— Start of TEXT SHOWN —
The machine as such, and its nothing
but the Democratic Party, the legal Democratic Party, not in Chicago, but
in Cook County is first of all, vested with certain legislative statutory
power. In other words, it just doesn't exist in a vacuum, in a void; it
didn't co-opt anything, it was put in place by the state legislature. Like
many municipal corporations it has basic power which it derives from the
state. In the Cook County we have thirty townships and fifty wards within
the city. The townships surrounding more or less, in a horseshoe shape or
a crescent shape, around the city, which as you know lies on Lake Michigan.
The state legislature has recognized both parties and has provided that
in each of those wards and townships there should be ward committeemen
and they have given to that machine the power to endorse and support candidates,
which run from an office. In short, the Cook County Central Committee,
which is a result of those fifty wards and thirty townships, has the right
to nominate candidates for county offices such as the state's attorney,
county clerk, county assessor, county treasurer, county board members
within the city itself to nominate individuals for the office of Congress,
for the office of state senator and state representative, etc, etc. That
is the total and complete vested power it has. In other words it is the
keeper of the seal within a given ward or township. If you look at that,
that's innocuous enough, and certainly not harmful, but when you look
upon the genius or ingenuity of man, and then when you look upon what
has been wrought by virtue that very simple vestment of authority, it
becomes somewhat frightening.
— End of TEXT SHOWN —
• PROMPT 1
Answer these questions from the Cook County text:
(a) What body put the machine in place?
(b) How many townships are in Cook County?
(c) On what lake does the city lie?
• PROMPT 2
Write out the stretch of the Cook County text from "The machine as" through "on Lake Michigan.".
• PROMPT 3
Does each statement agree with the Cook County text? Answer yes or no for each, with the deciding words of the text quoted exactly.
(a) The machine co-opted its power rather than having it put in place by the state legislature.
(b) The Cook County Central Committee has the right to nominate candidates for county offices.
(c) The simple grant of authority, looked at by itself, is harmful.
The data that follows has no connection to the Cook County text.
— Start of INFORMATION PROVIDED —
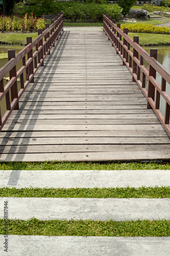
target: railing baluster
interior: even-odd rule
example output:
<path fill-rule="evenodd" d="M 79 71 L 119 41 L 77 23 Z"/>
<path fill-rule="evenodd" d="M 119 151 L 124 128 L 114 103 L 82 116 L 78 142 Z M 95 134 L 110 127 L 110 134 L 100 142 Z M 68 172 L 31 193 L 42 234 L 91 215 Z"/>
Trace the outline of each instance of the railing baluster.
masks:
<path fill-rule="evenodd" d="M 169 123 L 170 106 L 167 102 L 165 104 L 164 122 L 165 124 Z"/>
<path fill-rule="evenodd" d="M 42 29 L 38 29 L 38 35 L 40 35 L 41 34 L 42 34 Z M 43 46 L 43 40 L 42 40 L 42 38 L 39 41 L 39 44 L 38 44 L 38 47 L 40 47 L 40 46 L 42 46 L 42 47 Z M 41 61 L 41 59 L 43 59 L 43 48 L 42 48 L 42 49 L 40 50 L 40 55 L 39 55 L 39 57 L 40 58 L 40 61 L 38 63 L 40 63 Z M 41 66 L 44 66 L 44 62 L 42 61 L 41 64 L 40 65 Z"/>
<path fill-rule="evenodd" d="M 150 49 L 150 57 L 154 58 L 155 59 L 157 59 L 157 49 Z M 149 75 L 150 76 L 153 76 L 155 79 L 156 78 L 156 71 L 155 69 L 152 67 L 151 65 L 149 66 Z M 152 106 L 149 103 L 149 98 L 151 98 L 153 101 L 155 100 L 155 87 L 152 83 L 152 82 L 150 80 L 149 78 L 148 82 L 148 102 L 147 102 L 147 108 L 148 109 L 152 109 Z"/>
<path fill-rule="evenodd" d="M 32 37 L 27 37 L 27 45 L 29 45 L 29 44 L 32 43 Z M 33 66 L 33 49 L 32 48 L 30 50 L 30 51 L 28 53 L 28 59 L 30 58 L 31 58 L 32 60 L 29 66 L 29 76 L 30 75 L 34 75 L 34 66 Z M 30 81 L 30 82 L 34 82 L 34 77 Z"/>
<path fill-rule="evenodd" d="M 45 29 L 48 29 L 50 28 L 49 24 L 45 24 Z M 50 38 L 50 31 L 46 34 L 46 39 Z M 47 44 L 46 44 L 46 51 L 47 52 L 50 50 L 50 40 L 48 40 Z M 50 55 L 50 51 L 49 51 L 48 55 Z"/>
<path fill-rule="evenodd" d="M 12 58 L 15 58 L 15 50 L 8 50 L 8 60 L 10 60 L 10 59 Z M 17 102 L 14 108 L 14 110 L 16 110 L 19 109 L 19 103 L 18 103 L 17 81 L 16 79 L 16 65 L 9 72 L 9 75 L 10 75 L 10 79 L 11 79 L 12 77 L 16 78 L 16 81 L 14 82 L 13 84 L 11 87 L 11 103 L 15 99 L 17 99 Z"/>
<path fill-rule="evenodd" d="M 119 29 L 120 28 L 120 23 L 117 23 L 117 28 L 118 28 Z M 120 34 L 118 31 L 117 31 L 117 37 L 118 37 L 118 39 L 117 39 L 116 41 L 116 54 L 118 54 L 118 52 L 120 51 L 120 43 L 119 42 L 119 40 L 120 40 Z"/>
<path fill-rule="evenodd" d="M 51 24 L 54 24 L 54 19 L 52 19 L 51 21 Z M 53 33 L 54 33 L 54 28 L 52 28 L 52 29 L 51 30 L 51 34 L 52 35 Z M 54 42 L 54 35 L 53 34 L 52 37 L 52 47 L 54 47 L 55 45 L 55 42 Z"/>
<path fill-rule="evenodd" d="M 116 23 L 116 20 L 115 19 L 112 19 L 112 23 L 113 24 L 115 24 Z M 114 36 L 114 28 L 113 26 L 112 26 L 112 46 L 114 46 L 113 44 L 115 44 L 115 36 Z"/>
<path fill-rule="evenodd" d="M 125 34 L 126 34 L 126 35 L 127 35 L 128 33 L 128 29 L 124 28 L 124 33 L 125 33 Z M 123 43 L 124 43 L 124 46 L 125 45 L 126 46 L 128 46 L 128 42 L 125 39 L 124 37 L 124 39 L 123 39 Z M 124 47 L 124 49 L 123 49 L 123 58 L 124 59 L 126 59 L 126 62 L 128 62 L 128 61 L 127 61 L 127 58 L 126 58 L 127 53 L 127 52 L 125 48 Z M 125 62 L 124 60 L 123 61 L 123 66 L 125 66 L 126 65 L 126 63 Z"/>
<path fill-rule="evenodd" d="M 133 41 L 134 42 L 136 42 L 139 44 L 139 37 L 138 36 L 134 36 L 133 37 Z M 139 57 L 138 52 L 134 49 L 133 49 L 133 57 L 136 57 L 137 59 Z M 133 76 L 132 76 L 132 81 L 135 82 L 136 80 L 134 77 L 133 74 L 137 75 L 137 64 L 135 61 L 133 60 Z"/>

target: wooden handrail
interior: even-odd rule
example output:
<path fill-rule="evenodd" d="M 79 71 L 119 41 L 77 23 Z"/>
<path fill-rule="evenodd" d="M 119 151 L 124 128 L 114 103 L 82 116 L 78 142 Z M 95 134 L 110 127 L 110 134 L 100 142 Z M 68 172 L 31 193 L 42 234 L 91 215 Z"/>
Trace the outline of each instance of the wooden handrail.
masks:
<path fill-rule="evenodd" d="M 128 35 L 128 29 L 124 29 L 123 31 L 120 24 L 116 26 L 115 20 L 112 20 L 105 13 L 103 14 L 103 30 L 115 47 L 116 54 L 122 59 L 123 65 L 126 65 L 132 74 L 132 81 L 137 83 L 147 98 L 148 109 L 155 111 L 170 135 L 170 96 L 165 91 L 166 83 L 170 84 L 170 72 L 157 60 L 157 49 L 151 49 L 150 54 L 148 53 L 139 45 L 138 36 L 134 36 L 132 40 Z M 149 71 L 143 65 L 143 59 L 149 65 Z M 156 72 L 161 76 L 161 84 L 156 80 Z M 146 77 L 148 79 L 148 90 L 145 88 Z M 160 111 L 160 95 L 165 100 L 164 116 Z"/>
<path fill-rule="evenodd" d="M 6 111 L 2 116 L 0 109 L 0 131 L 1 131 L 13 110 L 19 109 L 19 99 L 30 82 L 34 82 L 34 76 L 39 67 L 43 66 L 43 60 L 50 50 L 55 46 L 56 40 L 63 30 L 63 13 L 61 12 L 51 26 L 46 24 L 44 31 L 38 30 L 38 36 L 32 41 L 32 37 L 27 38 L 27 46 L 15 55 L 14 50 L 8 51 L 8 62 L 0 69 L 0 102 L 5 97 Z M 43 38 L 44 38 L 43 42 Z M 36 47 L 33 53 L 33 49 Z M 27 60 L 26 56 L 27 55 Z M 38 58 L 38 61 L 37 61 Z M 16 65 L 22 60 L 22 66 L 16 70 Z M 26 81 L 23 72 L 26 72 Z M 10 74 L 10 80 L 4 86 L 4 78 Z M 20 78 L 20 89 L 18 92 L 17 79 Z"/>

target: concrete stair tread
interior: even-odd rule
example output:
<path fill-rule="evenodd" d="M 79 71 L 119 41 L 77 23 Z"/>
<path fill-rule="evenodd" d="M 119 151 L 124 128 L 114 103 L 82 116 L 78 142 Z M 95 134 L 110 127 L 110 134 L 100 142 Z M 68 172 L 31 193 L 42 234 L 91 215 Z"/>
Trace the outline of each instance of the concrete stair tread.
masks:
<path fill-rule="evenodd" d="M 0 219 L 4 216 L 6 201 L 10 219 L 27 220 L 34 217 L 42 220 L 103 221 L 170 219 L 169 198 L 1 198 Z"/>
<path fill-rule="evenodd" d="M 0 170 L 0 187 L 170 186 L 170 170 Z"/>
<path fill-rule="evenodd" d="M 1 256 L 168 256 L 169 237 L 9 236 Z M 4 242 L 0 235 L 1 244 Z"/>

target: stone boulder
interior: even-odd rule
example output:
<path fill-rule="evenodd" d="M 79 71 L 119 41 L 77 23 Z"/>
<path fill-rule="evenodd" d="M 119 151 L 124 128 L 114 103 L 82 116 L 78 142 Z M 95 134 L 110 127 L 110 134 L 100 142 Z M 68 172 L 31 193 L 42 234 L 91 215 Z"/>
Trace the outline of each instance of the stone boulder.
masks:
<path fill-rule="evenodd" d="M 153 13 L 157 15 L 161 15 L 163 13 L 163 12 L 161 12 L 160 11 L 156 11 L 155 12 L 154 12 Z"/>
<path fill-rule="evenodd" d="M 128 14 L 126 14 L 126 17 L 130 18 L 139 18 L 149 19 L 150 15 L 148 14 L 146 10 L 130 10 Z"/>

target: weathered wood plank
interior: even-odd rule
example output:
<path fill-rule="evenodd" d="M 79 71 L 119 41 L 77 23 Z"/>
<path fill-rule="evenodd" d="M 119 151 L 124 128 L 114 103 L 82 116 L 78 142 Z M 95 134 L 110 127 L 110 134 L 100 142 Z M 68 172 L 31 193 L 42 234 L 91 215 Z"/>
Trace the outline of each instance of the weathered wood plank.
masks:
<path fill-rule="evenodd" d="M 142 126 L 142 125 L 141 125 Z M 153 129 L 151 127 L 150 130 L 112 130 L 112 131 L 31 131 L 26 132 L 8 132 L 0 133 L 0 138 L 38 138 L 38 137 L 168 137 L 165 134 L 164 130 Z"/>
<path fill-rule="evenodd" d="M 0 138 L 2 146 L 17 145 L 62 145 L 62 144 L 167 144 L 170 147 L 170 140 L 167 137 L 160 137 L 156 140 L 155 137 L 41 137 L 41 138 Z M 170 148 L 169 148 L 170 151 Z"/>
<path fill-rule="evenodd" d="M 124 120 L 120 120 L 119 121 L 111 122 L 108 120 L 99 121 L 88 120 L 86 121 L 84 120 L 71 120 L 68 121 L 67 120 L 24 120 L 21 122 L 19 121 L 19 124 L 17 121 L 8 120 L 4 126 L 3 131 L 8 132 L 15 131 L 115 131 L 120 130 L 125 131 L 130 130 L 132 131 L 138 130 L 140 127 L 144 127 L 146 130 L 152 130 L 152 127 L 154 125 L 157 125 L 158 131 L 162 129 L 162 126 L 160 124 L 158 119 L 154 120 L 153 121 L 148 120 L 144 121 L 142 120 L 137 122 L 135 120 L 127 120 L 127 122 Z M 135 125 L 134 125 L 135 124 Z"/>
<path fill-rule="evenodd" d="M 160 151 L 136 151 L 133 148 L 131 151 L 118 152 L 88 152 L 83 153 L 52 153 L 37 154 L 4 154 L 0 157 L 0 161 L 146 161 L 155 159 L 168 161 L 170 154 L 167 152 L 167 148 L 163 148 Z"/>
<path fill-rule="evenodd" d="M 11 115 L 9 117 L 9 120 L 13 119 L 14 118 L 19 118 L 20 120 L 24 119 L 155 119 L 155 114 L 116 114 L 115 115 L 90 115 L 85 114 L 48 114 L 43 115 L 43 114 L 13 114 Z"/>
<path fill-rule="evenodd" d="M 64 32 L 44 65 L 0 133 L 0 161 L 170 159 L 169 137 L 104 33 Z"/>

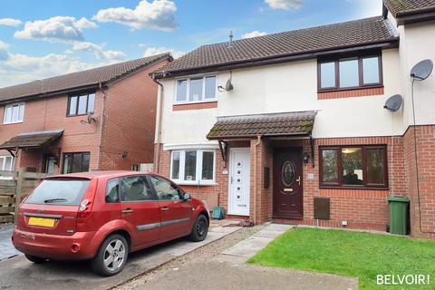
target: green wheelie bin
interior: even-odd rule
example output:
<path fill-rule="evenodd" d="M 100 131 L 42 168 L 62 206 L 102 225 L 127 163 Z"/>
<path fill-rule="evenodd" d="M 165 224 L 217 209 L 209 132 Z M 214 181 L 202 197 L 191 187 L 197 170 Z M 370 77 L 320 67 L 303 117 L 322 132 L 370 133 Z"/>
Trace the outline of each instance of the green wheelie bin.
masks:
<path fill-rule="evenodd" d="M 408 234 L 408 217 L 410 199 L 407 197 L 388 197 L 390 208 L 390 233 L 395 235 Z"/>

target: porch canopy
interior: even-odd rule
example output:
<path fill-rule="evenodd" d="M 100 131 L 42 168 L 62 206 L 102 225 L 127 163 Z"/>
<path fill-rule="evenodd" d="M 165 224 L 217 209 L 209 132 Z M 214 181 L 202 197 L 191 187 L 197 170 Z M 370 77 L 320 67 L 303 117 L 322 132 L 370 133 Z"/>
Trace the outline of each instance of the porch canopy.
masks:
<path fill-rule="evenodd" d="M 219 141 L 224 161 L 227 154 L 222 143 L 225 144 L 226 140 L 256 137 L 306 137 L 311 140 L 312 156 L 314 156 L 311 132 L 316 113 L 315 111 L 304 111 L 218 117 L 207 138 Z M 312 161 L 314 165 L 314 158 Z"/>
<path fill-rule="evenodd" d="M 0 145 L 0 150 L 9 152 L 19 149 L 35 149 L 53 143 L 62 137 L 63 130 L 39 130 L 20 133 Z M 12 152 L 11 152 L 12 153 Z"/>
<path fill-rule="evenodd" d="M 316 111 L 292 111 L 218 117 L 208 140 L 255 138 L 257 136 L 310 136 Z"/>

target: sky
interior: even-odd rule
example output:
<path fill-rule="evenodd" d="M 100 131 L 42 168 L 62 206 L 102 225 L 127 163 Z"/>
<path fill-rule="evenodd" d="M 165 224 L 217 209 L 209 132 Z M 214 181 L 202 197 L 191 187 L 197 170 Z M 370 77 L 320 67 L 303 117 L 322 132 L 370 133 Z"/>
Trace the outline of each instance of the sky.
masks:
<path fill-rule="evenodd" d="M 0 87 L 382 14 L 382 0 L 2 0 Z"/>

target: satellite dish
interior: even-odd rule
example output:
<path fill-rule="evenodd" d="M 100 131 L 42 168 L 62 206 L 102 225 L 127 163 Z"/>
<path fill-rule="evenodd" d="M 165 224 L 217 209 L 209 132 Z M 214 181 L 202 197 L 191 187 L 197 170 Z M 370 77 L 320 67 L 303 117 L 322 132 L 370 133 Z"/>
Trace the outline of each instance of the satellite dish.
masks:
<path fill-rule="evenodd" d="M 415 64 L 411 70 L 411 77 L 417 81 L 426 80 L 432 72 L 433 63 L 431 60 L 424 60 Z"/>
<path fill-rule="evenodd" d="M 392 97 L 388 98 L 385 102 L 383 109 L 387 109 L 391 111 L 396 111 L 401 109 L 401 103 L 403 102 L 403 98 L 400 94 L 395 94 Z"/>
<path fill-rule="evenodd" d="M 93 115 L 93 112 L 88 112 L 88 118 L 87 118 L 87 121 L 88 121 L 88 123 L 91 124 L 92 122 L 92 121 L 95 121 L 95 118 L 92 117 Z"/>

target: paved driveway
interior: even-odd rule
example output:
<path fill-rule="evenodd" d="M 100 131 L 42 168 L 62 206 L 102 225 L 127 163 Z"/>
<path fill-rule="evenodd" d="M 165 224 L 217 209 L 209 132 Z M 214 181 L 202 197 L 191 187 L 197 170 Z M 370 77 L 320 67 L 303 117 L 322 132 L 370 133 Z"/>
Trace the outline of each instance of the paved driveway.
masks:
— End of INFORMATION PROVIDED —
• FULL ANSWER 1
(a) The state legislature
(b) Thirty
(c) Lake Michigan

• FULL ANSWER 2
The machine as such, and its nothing
but the Democratic Party, the legal Democratic Party, not in Chicago, but
in Cook County is first of all, vested with certain legislative statutory
power. In other words, it just doesn't exist in a vacuum, in a void; it
didn't co-opt anything, it was put in place by the state legislature. Like
many municipal corporations it has basic power which it derives from the
state. In the Cook County we have thirty townships and fifty wards within
the city. The townships surrounding more or less, in a horseshoe shape or
a crescent shape, around the city, which as you know lies on Lake Michigan.

• FULL ANSWER 3
(a) No: "it didn't co-opt anything, it was put in place by the state legislature"
(b) Yes: "has the right to nominate candidates for county offices such as the state's attorney"
(c) No: "that's innocuous enough, and certainly not harmful"